One such device is to argue that the 10 µg/dL blood-lead standard is too permissive. For instance, the Hagens-Berman filing asserts on page 28 that, “current and developing scientific studies trace cognitive impairment in children with blood levels well below the historic 10 micrograms per deciliter level.” Similarly, EPA Region X’s recently released proposed plan notes the existence of “…recent studies indicating adverse health effects at blood leads below 10 µg/dL” (page 4-1). Both assertions fail to note that such claims are based on methodologies far too crude to establish causality — and therefore the same claims are controversial within the scientific community. Nor do the filing and proposed plan texts cite or review the scientific literature that rejects or disputes low-level lead effects — including, for example, A.S. Kaufman’s critical review of 26 studies in the literature (“Do low levels of lead produce IQ loss in children? A careful examination of the literature,” Archives of Clinical Neurophychology 16:303-341, 2001). The EPA itself published a new regulation relating to soil and blood lead concentrations in the Federal Register early last year. Though the EPA recognizes no lower theshold for blood lead, the regulation’s text notes: “The EPA decided not to use a level lower than 10 µg/dL because the evidence indicates that health effects at lower levels of exposure are less well substantiated, based on a limited number of children, and observation of subtle molecular changes that are not currently thought to be sufficiently significant to warrant national concern” (Federal Register, Jan 5, 2001, page 1215). In short, the texts press their rhetoric beyond what even the EPA (not an organization generally noted for minimizing lead-related health risks) can comfortably countenance.

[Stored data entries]
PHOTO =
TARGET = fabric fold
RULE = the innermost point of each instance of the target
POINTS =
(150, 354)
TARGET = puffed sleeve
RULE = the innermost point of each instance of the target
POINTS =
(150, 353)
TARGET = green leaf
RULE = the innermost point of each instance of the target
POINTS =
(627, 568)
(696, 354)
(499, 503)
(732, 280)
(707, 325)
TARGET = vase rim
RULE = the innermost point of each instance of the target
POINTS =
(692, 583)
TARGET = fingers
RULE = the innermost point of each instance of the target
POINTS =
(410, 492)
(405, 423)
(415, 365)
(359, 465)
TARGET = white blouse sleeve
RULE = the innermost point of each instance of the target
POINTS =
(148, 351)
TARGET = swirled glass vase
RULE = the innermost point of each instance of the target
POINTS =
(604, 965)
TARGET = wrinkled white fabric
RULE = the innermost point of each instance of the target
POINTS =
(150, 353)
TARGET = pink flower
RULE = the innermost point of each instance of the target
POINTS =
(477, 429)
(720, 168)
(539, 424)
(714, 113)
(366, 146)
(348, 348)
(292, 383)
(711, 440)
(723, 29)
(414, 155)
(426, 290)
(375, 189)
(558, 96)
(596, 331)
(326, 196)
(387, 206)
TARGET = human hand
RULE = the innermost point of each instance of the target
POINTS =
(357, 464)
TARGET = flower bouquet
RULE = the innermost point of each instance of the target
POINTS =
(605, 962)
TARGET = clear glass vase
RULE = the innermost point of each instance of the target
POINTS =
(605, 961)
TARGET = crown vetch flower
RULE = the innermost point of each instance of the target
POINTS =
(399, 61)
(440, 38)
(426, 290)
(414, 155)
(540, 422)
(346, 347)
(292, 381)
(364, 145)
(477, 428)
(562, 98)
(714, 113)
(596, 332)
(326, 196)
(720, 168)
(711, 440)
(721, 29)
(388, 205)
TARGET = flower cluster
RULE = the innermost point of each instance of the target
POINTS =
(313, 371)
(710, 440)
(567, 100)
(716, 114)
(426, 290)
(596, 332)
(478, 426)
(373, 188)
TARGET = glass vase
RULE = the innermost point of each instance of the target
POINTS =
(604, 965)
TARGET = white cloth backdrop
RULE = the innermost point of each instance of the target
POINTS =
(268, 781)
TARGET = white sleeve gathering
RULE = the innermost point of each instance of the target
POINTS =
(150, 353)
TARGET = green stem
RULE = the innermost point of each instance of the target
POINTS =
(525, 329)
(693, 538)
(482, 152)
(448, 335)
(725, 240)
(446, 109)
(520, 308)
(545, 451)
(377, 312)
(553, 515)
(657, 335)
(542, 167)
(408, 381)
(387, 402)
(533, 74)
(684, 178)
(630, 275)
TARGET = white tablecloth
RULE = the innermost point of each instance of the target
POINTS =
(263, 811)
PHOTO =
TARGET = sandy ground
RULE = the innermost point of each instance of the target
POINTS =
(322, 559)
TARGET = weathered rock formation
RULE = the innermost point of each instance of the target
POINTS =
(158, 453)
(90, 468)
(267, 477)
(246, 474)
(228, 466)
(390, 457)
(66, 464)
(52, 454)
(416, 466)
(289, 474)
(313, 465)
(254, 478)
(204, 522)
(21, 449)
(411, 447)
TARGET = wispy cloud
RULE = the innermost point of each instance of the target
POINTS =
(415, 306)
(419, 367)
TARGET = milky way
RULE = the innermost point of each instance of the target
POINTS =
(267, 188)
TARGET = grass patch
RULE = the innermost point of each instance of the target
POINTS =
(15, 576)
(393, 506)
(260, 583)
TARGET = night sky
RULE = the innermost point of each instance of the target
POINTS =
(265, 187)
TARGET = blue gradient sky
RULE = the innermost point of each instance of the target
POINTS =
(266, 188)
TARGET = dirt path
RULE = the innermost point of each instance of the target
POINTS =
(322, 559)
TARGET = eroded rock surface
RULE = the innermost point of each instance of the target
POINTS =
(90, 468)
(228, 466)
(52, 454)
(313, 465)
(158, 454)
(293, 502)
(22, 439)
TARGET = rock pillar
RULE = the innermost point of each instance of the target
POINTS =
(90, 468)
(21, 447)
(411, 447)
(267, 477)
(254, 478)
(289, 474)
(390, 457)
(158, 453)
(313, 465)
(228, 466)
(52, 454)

• [What you are asked to do]:
Continue the passage on the 10 µg/dL blood-lead standard, starting right after its final sentence.

• [Exercise result]:
Similarly, the shift of public health attention from air to soil as the main source of population exposure is no less problematic — and lies at one of the cruxes of the on-going dispute between EPA science and the SNRC science committee. Whereas lead oxide emitted from the smelter stack had high bioavailability, lead compounds found in mine tailings may be much less bioavailable and thus pose much less, even little or no, threat to humans. The knowledge-base surrounding the issue of lead bioavailability for humans across different lead compounds or lead “species” is very thin. Wrote one expert in a paper published in 1998: “Lead bioavailability in its many multidisciplinary complexities and nuances is still poorly understood and misunderstood by many, is interpretively misused by others, and continues to feed a growing, increasingly jumbled literature.” The EPA’s guidelines for evaluating sites where alleged lead risk derives from mine tailings or historic mining recognize great potential variability in bioavailability. These guidelines recommend careful site-specific evaluations and lead speciation. The SNRC science committee has objected that just such adequate site-specific work has never been carried out by EPA for the wider basin area. Instead, it premised its model-based estimates of childhood blood-lead levels for the basin on the iffy application of inside-the-box assumptions to outside-the-box circumstances, assumptions which in turn were ostensibly validated by clearly inadequate and by now out-of-date population survey data.
The wind filling the sails of the Hagens Berman filing is social stigma rather than credible scientific evidence or careful reasoning. The same stigma is also and unfortunately perpetuated by the tiling’s rhetorical excesses — for example, by confounding the past with the present, by magnifying lead risk beyond what the mainstream scientific literature or current U.S. policy suggests, and by glossing over the difference between smelter-based and tailings-based lead exposure circumstances.
Fortunately, plans are already in the making to bring the question of current lead health circumstances in the Silver Valley to a scientific and scholarly forum where sloppy science and argumentation will have little chance to prevail.